Copy out the entries word for word, starting at the line that contains "indicate the blank" and stopping after the line that contains "column 26, row 782".

* **RECORDS FOR THE TASK**
## Start

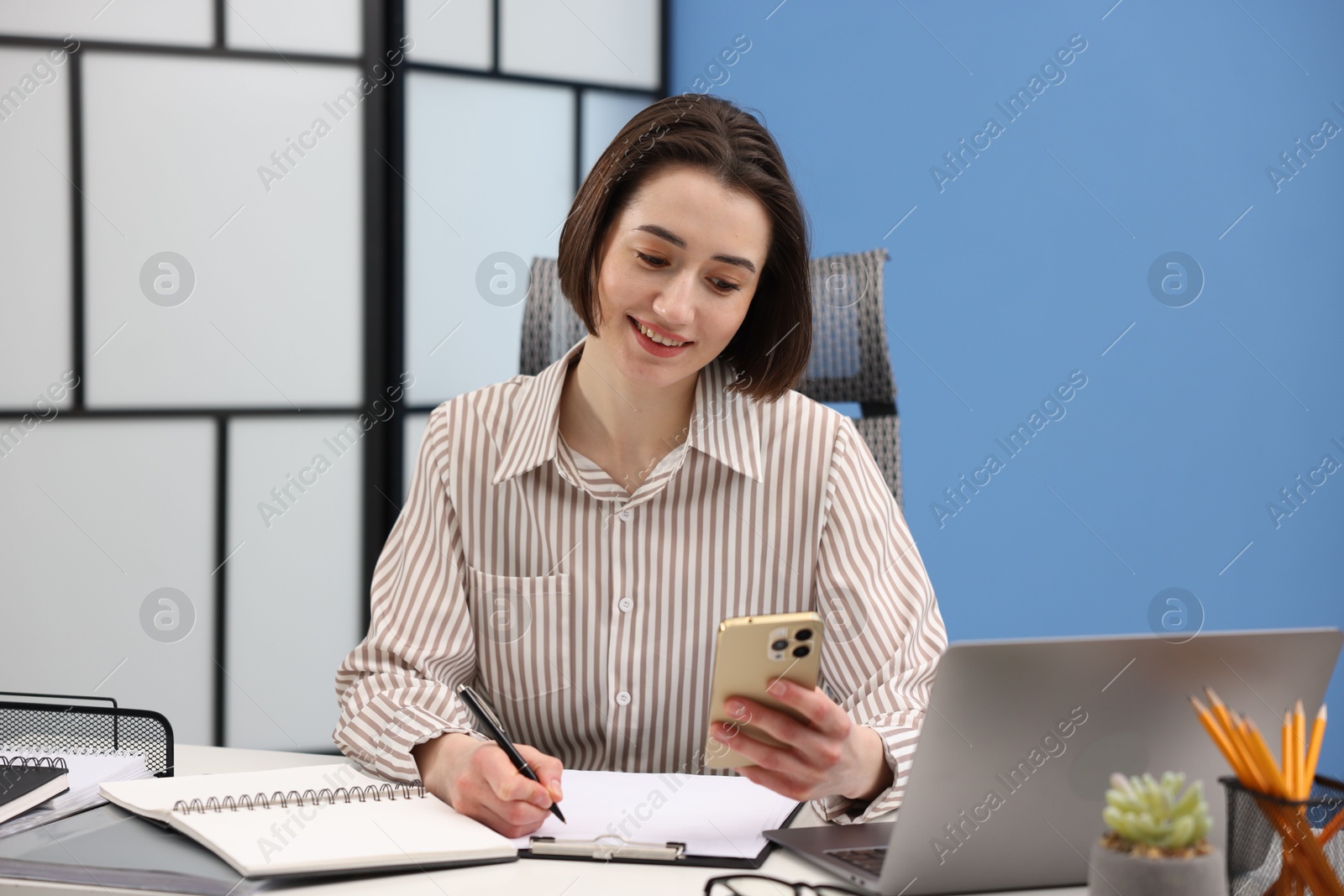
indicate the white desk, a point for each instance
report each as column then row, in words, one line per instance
column 535, row 878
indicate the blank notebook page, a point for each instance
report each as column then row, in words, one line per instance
column 716, row 815
column 313, row 837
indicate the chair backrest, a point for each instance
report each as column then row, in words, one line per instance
column 850, row 360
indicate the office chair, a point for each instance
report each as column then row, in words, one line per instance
column 850, row 359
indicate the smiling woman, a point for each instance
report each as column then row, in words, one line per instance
column 573, row 540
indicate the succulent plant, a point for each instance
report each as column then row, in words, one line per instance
column 1144, row 810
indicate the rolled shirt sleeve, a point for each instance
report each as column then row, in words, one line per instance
column 396, row 687
column 885, row 633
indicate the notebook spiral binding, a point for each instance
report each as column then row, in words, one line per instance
column 308, row 799
column 38, row 762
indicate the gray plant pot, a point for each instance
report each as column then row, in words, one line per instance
column 1113, row 873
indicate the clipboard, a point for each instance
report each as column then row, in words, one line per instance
column 615, row 848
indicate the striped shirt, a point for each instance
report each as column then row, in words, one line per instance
column 588, row 616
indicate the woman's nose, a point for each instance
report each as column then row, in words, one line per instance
column 675, row 302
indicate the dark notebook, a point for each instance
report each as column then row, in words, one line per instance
column 26, row 782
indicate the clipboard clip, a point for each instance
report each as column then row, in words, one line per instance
column 605, row 848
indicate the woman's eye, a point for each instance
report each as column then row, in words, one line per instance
column 722, row 285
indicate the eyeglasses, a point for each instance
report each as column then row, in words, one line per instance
column 759, row 886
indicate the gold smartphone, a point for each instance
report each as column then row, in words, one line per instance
column 752, row 653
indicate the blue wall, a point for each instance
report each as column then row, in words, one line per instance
column 1035, row 258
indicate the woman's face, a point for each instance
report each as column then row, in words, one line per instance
column 683, row 259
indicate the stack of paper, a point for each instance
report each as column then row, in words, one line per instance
column 87, row 773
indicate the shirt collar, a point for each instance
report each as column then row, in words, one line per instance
column 723, row 425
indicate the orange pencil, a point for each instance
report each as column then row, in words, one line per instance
column 1225, row 719
column 1221, row 741
column 1250, row 732
column 1314, row 752
column 1287, row 752
column 1299, row 752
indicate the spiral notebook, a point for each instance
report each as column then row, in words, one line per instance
column 26, row 781
column 313, row 820
column 333, row 819
column 85, row 772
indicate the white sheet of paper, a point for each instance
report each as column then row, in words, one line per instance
column 85, row 774
column 719, row 815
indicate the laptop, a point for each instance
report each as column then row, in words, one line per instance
column 1021, row 739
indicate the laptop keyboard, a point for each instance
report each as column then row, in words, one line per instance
column 867, row 859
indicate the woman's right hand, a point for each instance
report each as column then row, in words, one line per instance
column 477, row 779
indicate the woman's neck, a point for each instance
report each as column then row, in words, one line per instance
column 612, row 419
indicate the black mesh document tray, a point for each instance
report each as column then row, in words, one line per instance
column 49, row 721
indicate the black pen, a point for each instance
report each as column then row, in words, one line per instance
column 495, row 728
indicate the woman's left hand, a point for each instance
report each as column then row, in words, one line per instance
column 826, row 757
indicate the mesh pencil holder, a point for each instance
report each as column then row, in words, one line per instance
column 1280, row 846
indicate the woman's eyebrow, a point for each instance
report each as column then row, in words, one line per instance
column 680, row 244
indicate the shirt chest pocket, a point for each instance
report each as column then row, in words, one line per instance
column 524, row 631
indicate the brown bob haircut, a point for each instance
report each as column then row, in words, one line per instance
column 772, row 347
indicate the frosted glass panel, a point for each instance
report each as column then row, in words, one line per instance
column 223, row 233
column 503, row 191
column 604, row 116
column 450, row 33
column 98, row 517
column 612, row 42
column 295, row 595
column 329, row 27
column 176, row 22
column 412, row 437
column 34, row 242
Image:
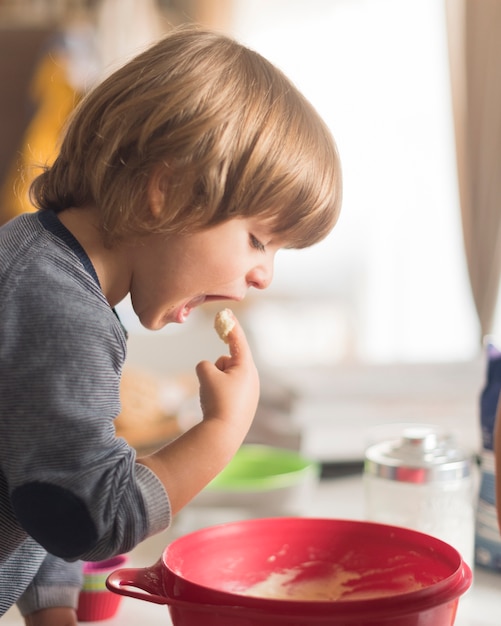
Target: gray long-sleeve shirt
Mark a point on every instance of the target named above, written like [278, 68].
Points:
[69, 488]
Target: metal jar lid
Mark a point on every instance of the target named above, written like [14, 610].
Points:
[421, 455]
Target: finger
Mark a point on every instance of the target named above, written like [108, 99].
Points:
[237, 342]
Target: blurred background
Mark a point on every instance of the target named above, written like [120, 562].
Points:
[386, 319]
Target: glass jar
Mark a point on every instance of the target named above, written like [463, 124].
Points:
[423, 481]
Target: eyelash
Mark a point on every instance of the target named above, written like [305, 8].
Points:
[255, 243]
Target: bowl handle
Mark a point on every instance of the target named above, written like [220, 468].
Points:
[147, 579]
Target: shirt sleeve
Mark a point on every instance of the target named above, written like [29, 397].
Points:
[75, 487]
[56, 584]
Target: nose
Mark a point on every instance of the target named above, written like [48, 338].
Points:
[261, 275]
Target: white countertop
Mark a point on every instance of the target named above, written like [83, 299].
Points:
[335, 497]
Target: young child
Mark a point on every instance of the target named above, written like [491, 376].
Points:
[178, 179]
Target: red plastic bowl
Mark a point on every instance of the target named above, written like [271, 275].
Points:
[203, 576]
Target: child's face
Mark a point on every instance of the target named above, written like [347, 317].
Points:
[173, 275]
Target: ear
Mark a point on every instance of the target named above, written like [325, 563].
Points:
[157, 190]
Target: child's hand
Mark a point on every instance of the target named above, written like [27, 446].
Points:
[229, 389]
[229, 392]
[56, 616]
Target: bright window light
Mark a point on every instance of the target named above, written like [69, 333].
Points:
[377, 71]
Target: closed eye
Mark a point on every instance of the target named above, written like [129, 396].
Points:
[255, 243]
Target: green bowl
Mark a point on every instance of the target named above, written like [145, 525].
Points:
[264, 468]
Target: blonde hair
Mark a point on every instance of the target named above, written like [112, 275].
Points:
[236, 137]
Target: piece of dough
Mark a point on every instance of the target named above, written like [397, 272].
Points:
[224, 323]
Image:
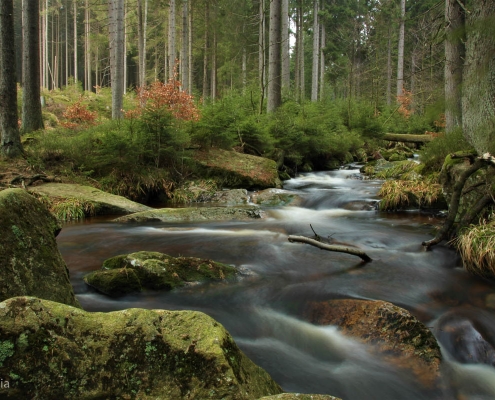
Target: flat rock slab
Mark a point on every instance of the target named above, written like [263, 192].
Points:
[391, 331]
[195, 214]
[300, 396]
[53, 351]
[238, 170]
[105, 203]
[30, 262]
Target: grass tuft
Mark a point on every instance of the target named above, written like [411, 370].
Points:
[476, 245]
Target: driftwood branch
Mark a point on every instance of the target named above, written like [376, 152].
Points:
[330, 247]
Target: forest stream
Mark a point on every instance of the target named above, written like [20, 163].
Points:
[264, 310]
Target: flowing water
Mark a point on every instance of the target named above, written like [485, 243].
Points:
[264, 309]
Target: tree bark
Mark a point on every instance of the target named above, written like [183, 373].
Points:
[478, 89]
[116, 26]
[400, 56]
[454, 61]
[32, 118]
[340, 249]
[285, 47]
[275, 57]
[316, 52]
[10, 138]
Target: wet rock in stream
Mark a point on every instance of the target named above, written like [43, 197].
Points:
[53, 351]
[391, 331]
[129, 273]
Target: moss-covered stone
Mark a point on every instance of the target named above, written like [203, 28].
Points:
[193, 214]
[236, 170]
[56, 351]
[105, 203]
[29, 258]
[155, 271]
[392, 331]
[275, 198]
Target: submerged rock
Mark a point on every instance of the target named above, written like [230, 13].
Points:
[300, 396]
[236, 170]
[193, 214]
[30, 262]
[130, 273]
[392, 331]
[104, 203]
[54, 351]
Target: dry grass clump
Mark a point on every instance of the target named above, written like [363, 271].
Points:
[476, 245]
[397, 194]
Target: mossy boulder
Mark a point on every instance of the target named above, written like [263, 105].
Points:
[30, 262]
[104, 203]
[195, 214]
[299, 396]
[53, 351]
[236, 170]
[392, 332]
[275, 198]
[130, 273]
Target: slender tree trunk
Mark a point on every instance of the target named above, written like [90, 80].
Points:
[478, 90]
[205, 52]
[261, 51]
[285, 47]
[322, 61]
[32, 118]
[189, 48]
[185, 51]
[75, 39]
[400, 57]
[9, 129]
[389, 68]
[275, 58]
[171, 40]
[116, 27]
[454, 60]
[316, 52]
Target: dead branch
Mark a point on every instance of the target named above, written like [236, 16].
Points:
[330, 247]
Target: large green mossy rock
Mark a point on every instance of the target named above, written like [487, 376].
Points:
[195, 214]
[391, 331]
[53, 351]
[104, 203]
[133, 272]
[30, 262]
[236, 170]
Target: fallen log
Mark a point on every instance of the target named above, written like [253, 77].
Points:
[330, 247]
[398, 137]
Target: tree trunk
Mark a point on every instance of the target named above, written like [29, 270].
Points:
[184, 69]
[285, 47]
[478, 89]
[171, 40]
[9, 129]
[116, 27]
[316, 52]
[261, 51]
[32, 118]
[400, 56]
[75, 39]
[454, 60]
[274, 94]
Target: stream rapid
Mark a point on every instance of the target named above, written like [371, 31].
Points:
[264, 310]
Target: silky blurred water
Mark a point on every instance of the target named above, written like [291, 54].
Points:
[263, 310]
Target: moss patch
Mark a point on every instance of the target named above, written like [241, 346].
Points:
[29, 258]
[155, 271]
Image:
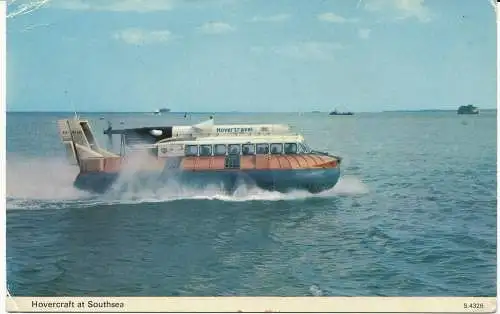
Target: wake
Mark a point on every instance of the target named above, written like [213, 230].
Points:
[48, 183]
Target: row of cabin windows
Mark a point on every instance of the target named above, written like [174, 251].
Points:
[243, 149]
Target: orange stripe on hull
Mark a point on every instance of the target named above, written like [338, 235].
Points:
[294, 163]
[285, 162]
[302, 161]
[261, 162]
[274, 163]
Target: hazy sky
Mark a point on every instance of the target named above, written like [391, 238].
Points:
[250, 55]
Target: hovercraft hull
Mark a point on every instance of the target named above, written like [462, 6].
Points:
[283, 180]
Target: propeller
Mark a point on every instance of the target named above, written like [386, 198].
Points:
[108, 132]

## End

* **CORRECT OUTPUT**
indicate the blank notebook page, a point for each instance
report each as column then row, in words, one line per instance
column 716, row 815
column 313, row 837
indicate the chair backrest, a point for each instance
report each as column then row, in words, one line per instance
column 850, row 360
indicate the office chair, a point for each instance
report each as column then row, in words, one line per instance
column 850, row 359
indicate the smiling woman, a point for each instance
report each as column then row, in words, one line per instance
column 573, row 540
indicate the succulent plant, a point for each instance
report each as column then row, in words, one line per instance
column 1144, row 810
indicate the rolled shirt sleeve, a point for each instance
report each as column then row, in words, one line per instance
column 396, row 687
column 885, row 633
indicate the notebook spiral binding, a point for each instance
report each as column then row, in words, one line per instance
column 308, row 799
column 38, row 762
indicate the gray plant pot, a point for each instance
report each as column then row, in words, one line per instance
column 1113, row 873
indicate the clipboard, a point for each instance
report each as column then row, in words, one line per instance
column 615, row 848
indicate the striped shirt, a point for each instance
report each as column then row, in words, one line per instance
column 588, row 616
indicate the woman's nose, a point for each instance
report each as column then row, in words, one line per instance
column 675, row 302
indicate the dark notebook, a point for each instance
report each as column then row, in words, one line per instance
column 26, row 782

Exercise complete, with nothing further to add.